- **Sayfa Alıntısı**
4-Mustafa KANTARCI (GÖZLEM)
ÜNİVERSİTELER VE REKABET
Çağımızda, üniversiteler arasından, İyi öğrenci almak için, rekabet, her geçen gün artmaktadır. Toplum üniversiteleri, bilgi ve teknoloji üreten ve ülke sorunlarına da çöz bulan kurumlar olarak görmektedir. Her kurum/kuruluş, üniversitelerden danışmanlık almak istemektedir. İşletmeler ve kurum/kuruluşlar, kendi gelecekleri için, yaşamsal önem taşıyan temel araştırmaları, kendilerinin yapmaları yerine, üniversitelerle işbirliğine gitmektedirler.
Dünyada, hatta ülkemizde de, üniversiteler, temelleri teknolojiye dayanan yeni firmaların, beşiği haline geldi. Üniversiteler, temel araştırma çalışmalarını, dışarıya yaptırma isteği, artan endüstri kuruluşları ile ortak araştırma ve geliştirme projelerine başlattı. Çokta başarılı sonuçlar alıyorlar.
Ayrıca çağımızda, yurt dışı eğitim olanakları ve öğrencilerin artan hareketliliği nedeniyle, dünyadaki ileri gelen üniversiteler, en iyi öğrencileri almak için dünya ölçeğinde rekabet etmektedirler. Akademik kadrolarını, global arenadan karşılamaktadırlar
Öte yandan üniversitelerin, kendi alanlarında söz sahibi olması için, profesyonel yöneticilere sahip olması gerekir. Özellikle de üniversitelerde, "REKTÖR" en önemli yöneticidir. O nedenle de üniversitelerde rektörlük seçimleri önemlidir. Ancak ülkemizde rektör adayları seçimle belirlenir ama Atama Cumhurbaşkanı tarafından belirlenir.

- **Kayıt Listesi**
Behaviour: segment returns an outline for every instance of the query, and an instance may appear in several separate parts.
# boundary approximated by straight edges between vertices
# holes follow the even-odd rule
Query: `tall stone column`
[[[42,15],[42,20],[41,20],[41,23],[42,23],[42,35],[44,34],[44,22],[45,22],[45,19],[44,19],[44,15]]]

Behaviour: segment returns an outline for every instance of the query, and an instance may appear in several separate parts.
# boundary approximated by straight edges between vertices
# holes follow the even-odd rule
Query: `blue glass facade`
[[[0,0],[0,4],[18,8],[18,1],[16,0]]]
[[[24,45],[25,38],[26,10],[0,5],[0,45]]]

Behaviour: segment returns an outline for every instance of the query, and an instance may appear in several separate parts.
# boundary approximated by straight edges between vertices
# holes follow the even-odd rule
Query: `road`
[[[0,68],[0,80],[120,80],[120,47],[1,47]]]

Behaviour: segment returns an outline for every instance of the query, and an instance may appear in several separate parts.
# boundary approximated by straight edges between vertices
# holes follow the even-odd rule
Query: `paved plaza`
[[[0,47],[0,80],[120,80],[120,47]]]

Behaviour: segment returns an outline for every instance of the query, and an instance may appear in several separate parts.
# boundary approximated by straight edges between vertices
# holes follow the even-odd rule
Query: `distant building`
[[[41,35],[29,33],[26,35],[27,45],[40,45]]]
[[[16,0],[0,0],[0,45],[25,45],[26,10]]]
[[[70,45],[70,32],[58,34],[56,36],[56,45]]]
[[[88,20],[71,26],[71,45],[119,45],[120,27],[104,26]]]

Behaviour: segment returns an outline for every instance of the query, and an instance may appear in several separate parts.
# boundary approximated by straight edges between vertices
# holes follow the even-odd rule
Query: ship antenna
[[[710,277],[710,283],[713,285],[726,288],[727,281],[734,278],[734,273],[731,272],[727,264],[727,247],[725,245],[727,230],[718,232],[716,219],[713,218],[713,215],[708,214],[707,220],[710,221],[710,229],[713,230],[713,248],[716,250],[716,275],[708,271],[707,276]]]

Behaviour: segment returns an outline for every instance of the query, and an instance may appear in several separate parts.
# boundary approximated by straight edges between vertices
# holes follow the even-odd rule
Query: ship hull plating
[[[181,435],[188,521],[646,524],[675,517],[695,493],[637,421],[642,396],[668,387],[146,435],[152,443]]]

- **Çözülecek Problem**
Üniversiteler arasındaki rekabeti ele alan yazıyı son cümlesinden itibaren sürdürün.

- **Alıştırmanın Sonucu**
Ayrıca uluslararası kurumlar tarafından hazırlanıp, 2012 yılında yayınlanan raporlara göre dünyadaki en iyi 200 üniversite arasına, Türkiye'den hiçbir üniversite girememiştir. Bunun sebepleri düşünülürken, iyi üniversite olmak, ne demektir sorusu akla gelmektedir.
Elbette dünyadaki iyi üniversiteler sıralanırken, farklı kriterler kullanılmaktadır. Bazıları tek bir kriter esas alırken, bazıları da değişik kriterleri farklı ağırlıklarla hesaba katmaktadır. Bir üniversitenin, ana görevi eğitim ve araştırma yapmaktır. Değerlendirme de bu yönde olmak zorundadır.
Üniversiteler, öğrenciye mesleği için gerekli temel bilgiler yanında toplumu, evresel kültürleri ve insanları anlamada bazı temel ilkeler verir. Bilgi ve görgüsünün artması için, altyapılar oluşturur. Bu eğitimde, bilgiler edinme yanında, bilgiye ulaşma vasıtaları öğretilir ve bazı becerilerin kazanılması sağlanır. Hülasa eğitimle üniversiteler, iyi meslek adamı ve iyi bir insan yetiştirmeyi hedeflerler.
Üniversitelerin, önemli görevlerinden biri de, bölümler, alanlarında bilimsel ve uygulamalı araştırmalar yaparlar. Bu araştırmalardan, elde edilen sonuçlar, raporlar halinde hazırlanır, ulusal ve uluslararası kongrelere sunulur, hakemli dergilerde yayınlanır. Üniversitelerde öğretim elemanları öğrencilerle birlikte bilgi üretirler. Bir bakıma üniversite bilgi ve teknoloji üreten bir merkezdir.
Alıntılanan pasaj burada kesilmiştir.